**WORK REQUIRED**
Update the records below so that every occurrence of "Where can it be seen?" becomes "Where is it located?", leaving all other text unchanged.

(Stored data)
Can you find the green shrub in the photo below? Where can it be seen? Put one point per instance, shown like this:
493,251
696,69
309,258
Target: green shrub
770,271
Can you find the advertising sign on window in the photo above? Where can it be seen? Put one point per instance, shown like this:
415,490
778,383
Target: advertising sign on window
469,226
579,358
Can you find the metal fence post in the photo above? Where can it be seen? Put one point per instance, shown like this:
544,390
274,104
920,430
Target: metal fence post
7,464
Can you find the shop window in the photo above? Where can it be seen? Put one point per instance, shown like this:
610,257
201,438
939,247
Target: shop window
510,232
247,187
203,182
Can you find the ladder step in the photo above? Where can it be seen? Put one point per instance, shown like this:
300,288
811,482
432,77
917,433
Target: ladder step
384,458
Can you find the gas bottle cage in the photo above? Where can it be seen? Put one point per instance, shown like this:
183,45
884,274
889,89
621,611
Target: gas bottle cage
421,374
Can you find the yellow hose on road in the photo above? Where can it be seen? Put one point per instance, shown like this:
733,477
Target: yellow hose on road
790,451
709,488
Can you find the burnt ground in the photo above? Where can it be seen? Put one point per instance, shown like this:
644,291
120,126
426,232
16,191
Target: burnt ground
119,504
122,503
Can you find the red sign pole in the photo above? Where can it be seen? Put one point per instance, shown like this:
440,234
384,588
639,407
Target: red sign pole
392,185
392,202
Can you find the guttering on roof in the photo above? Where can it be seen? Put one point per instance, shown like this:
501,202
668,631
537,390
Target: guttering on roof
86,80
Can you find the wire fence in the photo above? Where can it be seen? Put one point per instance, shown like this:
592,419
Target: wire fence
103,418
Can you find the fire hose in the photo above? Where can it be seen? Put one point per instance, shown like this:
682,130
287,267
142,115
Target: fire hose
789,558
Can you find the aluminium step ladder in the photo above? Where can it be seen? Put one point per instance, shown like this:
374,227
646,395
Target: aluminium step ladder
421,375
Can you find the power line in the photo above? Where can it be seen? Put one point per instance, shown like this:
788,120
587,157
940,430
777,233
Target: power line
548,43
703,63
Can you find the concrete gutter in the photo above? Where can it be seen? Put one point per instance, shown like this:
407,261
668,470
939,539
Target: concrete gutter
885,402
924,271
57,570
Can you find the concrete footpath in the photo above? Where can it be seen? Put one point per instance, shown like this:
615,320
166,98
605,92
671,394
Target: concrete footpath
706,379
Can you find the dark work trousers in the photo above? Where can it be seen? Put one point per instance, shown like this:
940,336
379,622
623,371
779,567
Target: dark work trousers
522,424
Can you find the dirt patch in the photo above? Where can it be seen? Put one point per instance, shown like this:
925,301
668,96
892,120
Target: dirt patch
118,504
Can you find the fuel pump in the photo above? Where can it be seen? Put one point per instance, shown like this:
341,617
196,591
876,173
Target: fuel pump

**EXERCISE ANSWER**
Can you find the green shrub in the photo below? Where is it located? Put one point per instance, shown like this:
493,251
696,69
309,258
Target: green shrub
770,271
Can you find the advertising sign on window in the photo above? Where is it located? Put one point per instance, shown like this:
415,490
778,383
Target: advertising sign on window
469,226
579,358
Can you find the metal fence post in the photo above? Where is it located? Put one point per instance, shown like this:
544,390
274,104
920,430
Target: metal fence post
7,464
Can you find the shop window in the photo above? Where is it located? Put one point per instance, shown like this:
610,257
201,438
939,247
Target: shop window
510,232
247,187
203,182
Can you find the ladder step in the photo above? Where is it located? Put one point per instance, shown like this:
300,288
811,482
432,77
917,433
Target: ladder step
384,458
Can you find the gas bottle cage in the photo above? Where is it located? Put one point per instance, shown like this:
183,45
884,274
889,89
621,611
Target: gas bottle cage
421,374
Can you find the yellow hose on road in the photo above? Where is it located? Put one point per instance, shown like this:
733,477
Target: yellow hose on road
790,451
709,488
Can you find the burnt ground in the photo above? Where is it located? Put one point per instance, shown like this:
644,291
120,126
426,232
16,191
Target: burnt ground
119,504
122,503
Can you find the red sign pole in the photo above? Where is it located? Put one point per instance, shown like this:
440,234
384,588
639,407
Target: red sign pole
392,185
392,202
Can you find the guttering on roof in the photo above? Where is it located? Put one point per instance, shown like this:
501,202
668,631
537,390
Target: guttering on roof
86,80
Can you find the wire fence in the photo above? Where is it located? Put one point per instance, shown like this:
592,419
Target: wire fence
103,418
Can you find the fire hose in the photo above? Where is it located? Put one point per instance, shown like this:
682,130
287,267
142,115
Target: fire hose
789,558
Can you find the aluminium step ladder in the photo above? Where is it located? Put one point per instance, shown like this:
374,227
646,395
Target: aluminium step ladder
421,375
Can you find the power line in the photo above? Where is it located? Put one point per instance, shown like this:
788,120
587,157
940,430
777,233
Target: power line
548,43
703,63
Can you find the concrete gutter in the photo above? Where is it located? Put one point per instance, shown like this:
407,261
668,470
939,539
Target: concrete gutter
885,402
924,271
57,570
Can you find the concrete footpath in the photo above? Where is it located? Put one point per instance, shown like this:
615,320
166,98
605,92
671,394
Target: concrete footpath
706,379
Can you find the dark work trousers in the photo above? Where is it located? Put one point per instance, shown like this:
940,336
379,622
623,371
779,567
Target: dark work trousers
522,424
Can you find the dirt patch in the photo above? Where is it located? Put one point per instance, shown like this:
925,301
668,96
892,120
Target: dirt patch
118,504
Can you find the fuel pump in the photo above? Where is it located? Put one point per instance, shown like this:
341,617
196,591
876,173
Target: fuel pump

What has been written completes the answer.